▶ **Texte source**
####
Une demi-heure plus tard les rescapés foulaient le sol algérien. Benzadi s'approcha du chef du convoi.
« Maintenant nous sommes repérés. D'abord la drai­sine, puis la brèche dans le barrage. Une patrouille va arriver dans peu de temps mais nous serons loin. Ce qu'il faut craindre c'est le bouclage qui va essayer de nous coincer au lever du jour.
La caravane se mit en route. Les hommes surchargés de matériel haletaient, la bouche sèche, les poumons en feu. A 4 heures du matin, ce 26 février 1958, le convoi avait couvert en cinq heures une distance qui demandait ordinairement sept à huit heures de marche. La caravane guidée par Benzadi rejoignit même un convoi parti bien avant elle et qui avait emprunté un autre passage plus au nord du barrage, à la hauteur du bec de canard de Ghardimaou. La jonction était faite avec les guides de la wilaya 2. Benzadi s'apprêtait à quitter les djounoud lorsque les premières rafales éclatèrent. Les paras du 1"" R.E.P. avaient repéré la caravane de Ghardimaou. A marche forcée les hommes venus de Sakiet s'étaient précipités au rendez-vous fixé par le festin.
####
▶ **Données enregistrées**

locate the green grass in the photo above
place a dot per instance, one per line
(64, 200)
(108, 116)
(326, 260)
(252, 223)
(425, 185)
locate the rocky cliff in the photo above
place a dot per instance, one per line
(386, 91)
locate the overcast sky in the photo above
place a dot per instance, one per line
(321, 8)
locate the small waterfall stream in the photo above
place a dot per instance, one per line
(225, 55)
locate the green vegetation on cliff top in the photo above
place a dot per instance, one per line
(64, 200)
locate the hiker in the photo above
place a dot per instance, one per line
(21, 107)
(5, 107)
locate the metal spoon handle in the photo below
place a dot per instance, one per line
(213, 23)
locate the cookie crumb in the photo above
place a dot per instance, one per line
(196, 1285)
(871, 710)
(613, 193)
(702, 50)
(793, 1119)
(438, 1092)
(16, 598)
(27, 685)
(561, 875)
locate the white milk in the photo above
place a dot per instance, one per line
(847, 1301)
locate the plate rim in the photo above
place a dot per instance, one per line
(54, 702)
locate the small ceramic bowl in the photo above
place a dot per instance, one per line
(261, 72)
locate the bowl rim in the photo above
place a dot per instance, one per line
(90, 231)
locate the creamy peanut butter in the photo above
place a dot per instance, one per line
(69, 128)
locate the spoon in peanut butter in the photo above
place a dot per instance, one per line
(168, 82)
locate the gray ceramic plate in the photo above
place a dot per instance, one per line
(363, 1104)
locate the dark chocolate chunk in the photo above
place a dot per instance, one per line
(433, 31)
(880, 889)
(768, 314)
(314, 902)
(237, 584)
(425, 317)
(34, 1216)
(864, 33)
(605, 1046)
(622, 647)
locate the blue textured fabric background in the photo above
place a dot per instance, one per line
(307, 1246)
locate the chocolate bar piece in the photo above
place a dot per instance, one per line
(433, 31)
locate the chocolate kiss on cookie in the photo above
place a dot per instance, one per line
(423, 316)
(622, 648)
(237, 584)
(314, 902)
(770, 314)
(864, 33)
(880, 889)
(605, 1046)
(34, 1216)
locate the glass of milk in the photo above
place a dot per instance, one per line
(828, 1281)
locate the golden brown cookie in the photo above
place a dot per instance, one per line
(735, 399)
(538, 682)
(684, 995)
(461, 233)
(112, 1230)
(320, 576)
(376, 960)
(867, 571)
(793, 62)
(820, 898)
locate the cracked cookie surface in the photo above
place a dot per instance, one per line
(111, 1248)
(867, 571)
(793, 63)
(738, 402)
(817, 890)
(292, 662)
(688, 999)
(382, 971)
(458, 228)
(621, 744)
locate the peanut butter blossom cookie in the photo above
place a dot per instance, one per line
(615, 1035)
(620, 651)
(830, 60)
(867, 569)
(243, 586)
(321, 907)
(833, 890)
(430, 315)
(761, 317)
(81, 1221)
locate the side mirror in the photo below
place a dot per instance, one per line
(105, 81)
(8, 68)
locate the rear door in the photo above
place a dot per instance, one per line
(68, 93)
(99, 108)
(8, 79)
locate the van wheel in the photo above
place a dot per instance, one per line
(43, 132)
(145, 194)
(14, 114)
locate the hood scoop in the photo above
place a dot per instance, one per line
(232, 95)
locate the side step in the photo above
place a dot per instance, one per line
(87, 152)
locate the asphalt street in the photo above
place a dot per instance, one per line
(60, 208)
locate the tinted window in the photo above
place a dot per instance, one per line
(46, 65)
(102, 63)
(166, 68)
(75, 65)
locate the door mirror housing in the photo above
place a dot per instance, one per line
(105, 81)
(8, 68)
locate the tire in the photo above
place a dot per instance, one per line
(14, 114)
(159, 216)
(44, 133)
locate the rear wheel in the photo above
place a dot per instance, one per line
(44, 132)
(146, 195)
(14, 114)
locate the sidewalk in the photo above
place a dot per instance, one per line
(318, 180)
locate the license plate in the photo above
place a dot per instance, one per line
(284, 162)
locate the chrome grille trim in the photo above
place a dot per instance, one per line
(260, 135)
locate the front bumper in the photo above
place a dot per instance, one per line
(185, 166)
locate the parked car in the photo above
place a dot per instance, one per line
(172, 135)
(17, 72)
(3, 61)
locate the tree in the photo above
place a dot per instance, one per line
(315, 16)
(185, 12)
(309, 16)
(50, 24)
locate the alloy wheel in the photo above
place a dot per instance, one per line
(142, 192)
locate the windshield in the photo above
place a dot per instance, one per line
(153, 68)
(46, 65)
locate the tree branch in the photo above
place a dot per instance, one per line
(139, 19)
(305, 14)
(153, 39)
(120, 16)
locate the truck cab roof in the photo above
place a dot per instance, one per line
####
▶ **Consigne A**
Recopiez, dans le récit de la traversée du barrage par le convoi, tout ce qui va de « Une demi-heure plus » jusqu'à « lever du jour. ».
▶ **Consigne B**
Rédigez la suite du récit de la traversée du barrage par le convoi, en reprenant après sa dernière phrase.

▶ **Réponse attendue A**
Une demi-heure plus tard les rescapés foulaient le sol algérien. Benzadi s'approcha du chef du convoi.
« Maintenant nous sommes repérés. D'abord la drai­sine, puis la brèche dans le barrage. Une patrouille va arriver dans peu de temps mais nous serons loin. Ce qu'il faut craindre c'est le bouclage qui va essayer de nous coincer au lever du jour.

▶ **Réponse attendue B**
Le colonel Jeanpierre, qui avait engagé le 1" R.E.P. contre les rebelles repérés au passage de Ghardimaou, dut demander des renforts à la zone de Souk-Ahras. Les fells étaient pris dans la nasse mais l'armement dont ils disposaient les rendait redoutables. Dès le jour levé, l'aviation dut apporter son aide. Les accrochages qui se succédèrent furent si violents que le colonel Jeanpierre dans la colonne « pertes amies » de son compte rendu d'opération dut inscrire : 16 morts, 45 blessés, 2 T-6 descendus par les mitrailleuses ennemies. Les convoyeurs d'armes avaient chèrement vendu leur peau ! Le combat de Duvivier resta l'un des plus durs et des plus représentatifs de l'âpreté de cette bataille des frontières. Ce jour-là, 26 février 1958, le F.L.N. avait perdu 270 combattants, 120 fusils de guerre, 55 mitraillettes, 6 F.M. et 10 mitrailleuses: La caravane de Sakiet n'atteindrait jamais la wilaya. Benzadi, le passeur, était parmi les rescapés mais pour lui la guerre était finie.
Une fois encore le barrage avait rempli son rôle : avertir du passage des rebelles. Malgré son efficacité, jusqu'en avril, la poussée F.L.N. ne se ralentit pas. Inlassablement, Krim envoyait des troupes sur le barrage.. Cinq mille à six mille hommes auxquels s'ajoutaient les forces de Souk-Ahras harcelèrent sans trêve les postes-frontière pendant les mois de mars et d'avril. Mais pour une victoire F.L.N. — comme la prise du plus gros poste français à l'est de Souk-Ahras, pilonné par l'artillerie fell au 57 sans recul et aux mortiers de 80 et de 120, haché par les rafales de F.M. et de mitrailleuses — combien d'échecs ! Courant avril, lors d'une offensive de franchissement menée par neuf cents combattants, trois cents seulement passèrent la première ligne de l'ouvrage mais tout le groupe du nord fut détruit entre le passage de la barrière électrifiée et celui du no man's land qui la suivait. Quant au groupe du sud, il ne compta que trente survivants. Trente hommes armés sur neuf cents !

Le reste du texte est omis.